PASSAGE:
[BEGIN]
We (KDE4-Solaris team) have been storing our efforts in CVSDude, an external 
SVN hosting company. What is in there, and why?

- For each dependency <foo> for any part of KDE4, a directory FOO/
  - Containing the extracted pristine source of some release of <foo>
  - In there, a directory Solaris/
    - Containing patches against the pristine sources
    - Containing some build infrastructure scripts
      - {patch,configure,build,install}.sh
      - comments and readme if needed
- A SPECS/ directory with machinery for building packages out of the rest
  - Contains no SPEC files
  - Does contain "pre-spec" files which are processed by Respect.pl
  - Assumes tarballs rolled out of the directories for <foo> are available
- A Build/ directory
  - This was machinery used to build KDE SVN trunk
    - Makefiles, cmake invocations
    - Uncommitted patches against KDE SVN trunk
- A KDE/ directory
  - With 4.1.0/ subdir
    - Contains SPEC files that invoke versions of stuff from Build/
    - Include relevant patches from Build/
- A CBE/ directory
  - Containing a patched version of not-released CBE 1.7.0


So there's a lot of variegated stuff in there, and it's kind of inconsistent. 
Some of that inconsistency is my fault, as I didn't understand SPEC files very 
well when this got underway and inflicted that perl script on everyone.

This message is sort of by way of an apology.

At the insistence of Brian C. I looked at the GNOME / JDS SPEC files, and 
found that they are actually remarkably clear and sophisticated. There's some 
nastiness, of course, related to how you build each individual dependency or 
part of GNOME, but that's to be expected. We have the exact same kind of stuff 
in those Solaris/ directories, anyway.

So I sat down to take the excellent SPEC file scaffolding that Luc has made 
around the tarballs that come from CVSDude and somehow make the Respect.pl 
step superfluous. My goals here were:

- Write SPEC files so that *just* pkgtool is enough
- Be flexible in where sources come from
  - Allow rolled-from-Dude tarballs
  - Allow externally hosted (say the upstream tarballs) as well
- Check the accuracy of license statements in passing
- Learn to use Mercurial as well

By now I think I've pretty much succeeded in doing this for the dependency 
tree of Qt. The pre-spec files we have created in SPECS/ are *almost* 
perfectly usable SPEC files once you use the power of the pkgtool machinery. 
So my porting strategy for .pspc to .spec is something like "remove three 
lines of cruft, add one %include common.inc, add an accurate License: and 
SUNW_Category: line and then expand the requires and buildrequires lines." 
It's about 2 minutes per package and then a log wait while it downloads stuff 
and compiles.
[END]
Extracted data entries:
[BEGIN]
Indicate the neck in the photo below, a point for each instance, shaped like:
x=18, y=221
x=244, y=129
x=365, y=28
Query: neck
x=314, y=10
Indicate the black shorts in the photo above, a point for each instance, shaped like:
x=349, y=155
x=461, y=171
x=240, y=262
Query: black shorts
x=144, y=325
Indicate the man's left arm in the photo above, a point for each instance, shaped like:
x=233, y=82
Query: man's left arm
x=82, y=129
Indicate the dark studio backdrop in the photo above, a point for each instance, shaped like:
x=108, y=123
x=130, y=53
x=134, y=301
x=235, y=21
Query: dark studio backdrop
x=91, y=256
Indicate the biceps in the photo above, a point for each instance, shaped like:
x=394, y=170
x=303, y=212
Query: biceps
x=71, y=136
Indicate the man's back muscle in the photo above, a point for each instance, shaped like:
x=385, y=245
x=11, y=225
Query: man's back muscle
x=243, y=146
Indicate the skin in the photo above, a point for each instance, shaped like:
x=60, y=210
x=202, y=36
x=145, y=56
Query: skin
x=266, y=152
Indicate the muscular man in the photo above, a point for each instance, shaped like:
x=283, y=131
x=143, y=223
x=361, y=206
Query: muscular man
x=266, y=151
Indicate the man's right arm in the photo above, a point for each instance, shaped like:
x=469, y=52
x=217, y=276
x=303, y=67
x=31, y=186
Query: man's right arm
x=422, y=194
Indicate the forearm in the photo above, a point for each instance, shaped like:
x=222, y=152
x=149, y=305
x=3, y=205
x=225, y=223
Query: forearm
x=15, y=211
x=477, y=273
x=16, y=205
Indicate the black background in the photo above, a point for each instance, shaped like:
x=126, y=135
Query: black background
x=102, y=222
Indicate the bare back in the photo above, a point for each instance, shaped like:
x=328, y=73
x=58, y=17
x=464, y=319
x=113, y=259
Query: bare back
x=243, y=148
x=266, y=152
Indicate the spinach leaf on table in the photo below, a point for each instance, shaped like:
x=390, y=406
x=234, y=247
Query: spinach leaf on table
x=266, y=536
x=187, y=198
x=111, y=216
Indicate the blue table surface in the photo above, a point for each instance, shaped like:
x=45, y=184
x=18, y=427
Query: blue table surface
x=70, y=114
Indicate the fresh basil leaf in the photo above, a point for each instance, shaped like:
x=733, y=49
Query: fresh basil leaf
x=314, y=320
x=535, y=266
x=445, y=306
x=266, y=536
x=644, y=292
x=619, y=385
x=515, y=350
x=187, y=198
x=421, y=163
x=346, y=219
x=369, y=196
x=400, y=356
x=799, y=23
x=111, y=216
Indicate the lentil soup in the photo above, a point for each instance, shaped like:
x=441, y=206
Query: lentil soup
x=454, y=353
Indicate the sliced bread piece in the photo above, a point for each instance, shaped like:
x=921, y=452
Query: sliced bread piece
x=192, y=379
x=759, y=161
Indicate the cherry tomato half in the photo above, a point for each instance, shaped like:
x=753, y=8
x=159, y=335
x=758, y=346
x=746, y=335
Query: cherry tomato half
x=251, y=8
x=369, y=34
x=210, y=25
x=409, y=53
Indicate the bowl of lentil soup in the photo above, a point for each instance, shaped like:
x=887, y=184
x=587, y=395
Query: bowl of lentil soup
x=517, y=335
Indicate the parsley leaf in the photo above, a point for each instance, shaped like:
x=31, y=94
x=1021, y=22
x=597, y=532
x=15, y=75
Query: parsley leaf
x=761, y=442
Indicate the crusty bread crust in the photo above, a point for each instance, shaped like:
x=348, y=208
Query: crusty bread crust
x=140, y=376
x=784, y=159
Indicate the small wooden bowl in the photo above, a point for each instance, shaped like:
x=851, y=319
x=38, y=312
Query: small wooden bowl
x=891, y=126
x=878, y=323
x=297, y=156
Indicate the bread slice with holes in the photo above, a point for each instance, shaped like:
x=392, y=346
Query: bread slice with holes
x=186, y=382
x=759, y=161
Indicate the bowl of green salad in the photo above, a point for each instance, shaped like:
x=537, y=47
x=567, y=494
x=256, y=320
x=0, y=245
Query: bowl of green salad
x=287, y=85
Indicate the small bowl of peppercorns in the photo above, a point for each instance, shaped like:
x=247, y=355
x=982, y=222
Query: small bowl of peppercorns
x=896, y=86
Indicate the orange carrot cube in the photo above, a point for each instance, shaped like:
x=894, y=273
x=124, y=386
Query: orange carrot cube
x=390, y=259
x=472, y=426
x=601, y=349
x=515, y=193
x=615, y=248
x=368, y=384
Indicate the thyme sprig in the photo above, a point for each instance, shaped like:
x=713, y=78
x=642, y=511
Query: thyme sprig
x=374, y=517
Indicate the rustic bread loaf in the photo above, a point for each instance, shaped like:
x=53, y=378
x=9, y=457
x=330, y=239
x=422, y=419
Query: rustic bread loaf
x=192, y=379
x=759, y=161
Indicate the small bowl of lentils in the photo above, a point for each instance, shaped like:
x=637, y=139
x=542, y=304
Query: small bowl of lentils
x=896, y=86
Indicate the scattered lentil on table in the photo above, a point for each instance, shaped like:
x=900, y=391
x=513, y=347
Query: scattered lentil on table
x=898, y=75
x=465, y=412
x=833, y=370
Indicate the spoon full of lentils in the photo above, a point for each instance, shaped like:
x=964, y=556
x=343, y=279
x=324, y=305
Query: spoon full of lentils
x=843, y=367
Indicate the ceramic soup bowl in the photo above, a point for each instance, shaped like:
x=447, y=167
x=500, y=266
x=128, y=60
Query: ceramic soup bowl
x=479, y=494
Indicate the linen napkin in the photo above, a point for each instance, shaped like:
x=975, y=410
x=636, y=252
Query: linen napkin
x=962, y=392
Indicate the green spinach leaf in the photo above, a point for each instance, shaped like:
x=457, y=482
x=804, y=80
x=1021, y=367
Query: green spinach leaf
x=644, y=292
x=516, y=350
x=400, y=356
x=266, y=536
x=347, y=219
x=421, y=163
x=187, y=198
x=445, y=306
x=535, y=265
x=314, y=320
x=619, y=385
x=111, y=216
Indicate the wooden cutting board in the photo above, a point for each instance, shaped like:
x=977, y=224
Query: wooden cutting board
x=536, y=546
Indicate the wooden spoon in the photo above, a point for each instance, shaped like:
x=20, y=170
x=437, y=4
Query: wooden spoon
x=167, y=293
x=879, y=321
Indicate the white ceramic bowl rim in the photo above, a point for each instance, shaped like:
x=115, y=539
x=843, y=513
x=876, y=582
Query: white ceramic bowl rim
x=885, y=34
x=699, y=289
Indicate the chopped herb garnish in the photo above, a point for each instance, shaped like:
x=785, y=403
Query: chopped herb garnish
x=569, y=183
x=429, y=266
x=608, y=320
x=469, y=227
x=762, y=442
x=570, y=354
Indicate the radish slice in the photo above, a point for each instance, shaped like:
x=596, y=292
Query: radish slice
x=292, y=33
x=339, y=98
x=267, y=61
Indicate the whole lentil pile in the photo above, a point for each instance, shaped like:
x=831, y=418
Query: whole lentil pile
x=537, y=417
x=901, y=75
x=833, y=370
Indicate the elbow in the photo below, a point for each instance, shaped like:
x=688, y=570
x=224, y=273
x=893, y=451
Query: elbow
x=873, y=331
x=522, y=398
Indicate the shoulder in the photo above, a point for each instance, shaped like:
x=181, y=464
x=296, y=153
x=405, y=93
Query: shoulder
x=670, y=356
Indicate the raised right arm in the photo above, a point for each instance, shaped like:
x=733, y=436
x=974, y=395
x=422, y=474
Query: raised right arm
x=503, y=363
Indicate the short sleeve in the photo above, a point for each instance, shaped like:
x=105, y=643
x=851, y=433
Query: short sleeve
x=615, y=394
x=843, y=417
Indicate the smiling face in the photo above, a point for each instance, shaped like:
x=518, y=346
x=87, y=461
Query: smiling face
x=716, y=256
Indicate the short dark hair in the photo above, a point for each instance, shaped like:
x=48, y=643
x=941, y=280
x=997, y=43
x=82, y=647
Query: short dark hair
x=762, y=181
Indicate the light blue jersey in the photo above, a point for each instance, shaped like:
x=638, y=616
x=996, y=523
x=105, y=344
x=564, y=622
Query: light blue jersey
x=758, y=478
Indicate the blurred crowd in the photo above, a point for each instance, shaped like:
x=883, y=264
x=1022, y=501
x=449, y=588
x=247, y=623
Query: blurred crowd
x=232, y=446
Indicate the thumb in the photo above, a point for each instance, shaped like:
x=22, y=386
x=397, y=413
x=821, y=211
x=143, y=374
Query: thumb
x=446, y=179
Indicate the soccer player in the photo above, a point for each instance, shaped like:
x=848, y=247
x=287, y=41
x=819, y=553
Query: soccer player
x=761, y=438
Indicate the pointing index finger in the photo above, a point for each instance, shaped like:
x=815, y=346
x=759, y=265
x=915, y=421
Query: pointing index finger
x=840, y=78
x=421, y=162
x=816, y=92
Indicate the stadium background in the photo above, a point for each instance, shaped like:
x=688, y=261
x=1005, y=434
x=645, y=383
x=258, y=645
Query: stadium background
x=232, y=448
[END]
[BEGIN]
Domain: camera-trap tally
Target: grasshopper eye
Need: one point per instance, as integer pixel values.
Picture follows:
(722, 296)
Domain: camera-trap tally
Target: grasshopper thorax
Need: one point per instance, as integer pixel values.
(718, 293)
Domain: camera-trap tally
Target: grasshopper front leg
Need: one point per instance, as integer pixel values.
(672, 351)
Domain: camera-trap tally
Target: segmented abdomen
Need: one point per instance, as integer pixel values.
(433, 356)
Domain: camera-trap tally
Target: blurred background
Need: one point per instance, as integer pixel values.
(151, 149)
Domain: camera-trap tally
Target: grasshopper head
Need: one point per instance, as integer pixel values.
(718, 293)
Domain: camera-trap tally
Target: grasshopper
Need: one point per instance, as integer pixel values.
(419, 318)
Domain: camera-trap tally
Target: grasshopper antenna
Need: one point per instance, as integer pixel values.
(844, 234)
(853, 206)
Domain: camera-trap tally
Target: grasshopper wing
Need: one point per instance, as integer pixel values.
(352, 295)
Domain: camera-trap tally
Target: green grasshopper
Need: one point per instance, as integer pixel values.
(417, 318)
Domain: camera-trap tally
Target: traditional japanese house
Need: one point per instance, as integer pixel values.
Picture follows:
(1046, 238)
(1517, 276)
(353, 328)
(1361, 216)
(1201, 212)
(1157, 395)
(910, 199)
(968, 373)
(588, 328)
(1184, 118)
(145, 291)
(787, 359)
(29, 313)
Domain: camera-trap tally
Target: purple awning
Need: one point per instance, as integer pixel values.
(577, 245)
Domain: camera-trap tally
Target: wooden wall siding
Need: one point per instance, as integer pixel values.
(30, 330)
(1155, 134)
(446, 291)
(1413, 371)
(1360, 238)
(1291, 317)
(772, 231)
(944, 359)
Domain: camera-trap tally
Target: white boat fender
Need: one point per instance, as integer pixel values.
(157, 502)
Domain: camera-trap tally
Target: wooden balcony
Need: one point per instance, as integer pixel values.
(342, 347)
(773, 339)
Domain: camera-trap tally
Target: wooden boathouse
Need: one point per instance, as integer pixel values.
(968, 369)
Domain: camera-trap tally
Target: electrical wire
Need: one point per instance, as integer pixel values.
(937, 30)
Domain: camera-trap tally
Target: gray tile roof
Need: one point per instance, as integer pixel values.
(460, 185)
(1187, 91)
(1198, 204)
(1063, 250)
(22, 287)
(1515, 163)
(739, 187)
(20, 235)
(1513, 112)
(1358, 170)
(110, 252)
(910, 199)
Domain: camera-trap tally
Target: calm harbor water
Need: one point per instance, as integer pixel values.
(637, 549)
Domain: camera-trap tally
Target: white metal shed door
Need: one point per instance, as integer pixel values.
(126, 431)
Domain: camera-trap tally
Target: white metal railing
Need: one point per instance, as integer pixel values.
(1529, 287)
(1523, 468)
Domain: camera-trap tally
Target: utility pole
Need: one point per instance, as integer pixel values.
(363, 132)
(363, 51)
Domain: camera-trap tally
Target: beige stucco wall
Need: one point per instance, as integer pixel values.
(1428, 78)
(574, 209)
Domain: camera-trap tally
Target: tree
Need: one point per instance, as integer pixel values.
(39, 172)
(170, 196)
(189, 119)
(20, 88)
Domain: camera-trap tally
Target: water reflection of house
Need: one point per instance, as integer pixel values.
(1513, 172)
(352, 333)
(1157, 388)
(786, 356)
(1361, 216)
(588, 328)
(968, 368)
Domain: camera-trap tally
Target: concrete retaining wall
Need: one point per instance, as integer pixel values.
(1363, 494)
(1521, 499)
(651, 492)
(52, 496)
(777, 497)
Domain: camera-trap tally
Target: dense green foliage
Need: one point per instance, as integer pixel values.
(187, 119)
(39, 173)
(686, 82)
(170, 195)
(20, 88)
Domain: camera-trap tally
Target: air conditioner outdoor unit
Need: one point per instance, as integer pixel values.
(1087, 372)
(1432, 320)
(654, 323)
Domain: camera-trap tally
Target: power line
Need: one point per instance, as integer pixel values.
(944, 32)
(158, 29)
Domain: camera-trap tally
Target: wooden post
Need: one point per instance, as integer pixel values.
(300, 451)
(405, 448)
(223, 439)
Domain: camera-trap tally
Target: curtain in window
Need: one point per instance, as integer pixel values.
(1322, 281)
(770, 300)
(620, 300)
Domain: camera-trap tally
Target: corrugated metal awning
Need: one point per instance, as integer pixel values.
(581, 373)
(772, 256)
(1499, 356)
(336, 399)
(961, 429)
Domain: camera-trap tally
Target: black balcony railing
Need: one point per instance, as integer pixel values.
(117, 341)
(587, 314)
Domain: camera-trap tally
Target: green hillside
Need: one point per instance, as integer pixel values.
[END]
STATED PROBLEM 1: How would you put this sentence from the KDE4-Solaris message into Spanish: "At the insistence of Brian C. I looked at the GNOME / JDS SPEC files, and found that they are actually remarkably clear and sophisticated."?
STATED PROBLEM 2: Could you copy the KDE4-Solaris message word for word between "So there's a" and "Solaris/ directories, anyway.", inclusive?
Work from the KDE4-Solaris message alone, not from the material.

FINAL RESULT 1: A instancias de Brian C., revisé los archivos SPEC de GNOME / JDS y descubrí que en realidad son notablemente claros y sofisticados.

FINAL RESULT 2:
So there's a lot of variegated stuff in there, and it's kind of inconsistent. 
Some of that inconsistency is my fault, as I didn't understand SPEC files very 
well when this got underway and inflicted that perl script on everyone.

This message is sort of by way of an apology.

At the insistence of Brian C. I looked at the GNOME / JDS SPEC files, and 
found that they are actually remarkably clear and sophisticated. There's some 
nastiness, of course, related to how you build each individual dependency or 
part of GNOME, but that's to be expected. We have the exact same kind of stuff 
in those Solaris/ directories, anyway.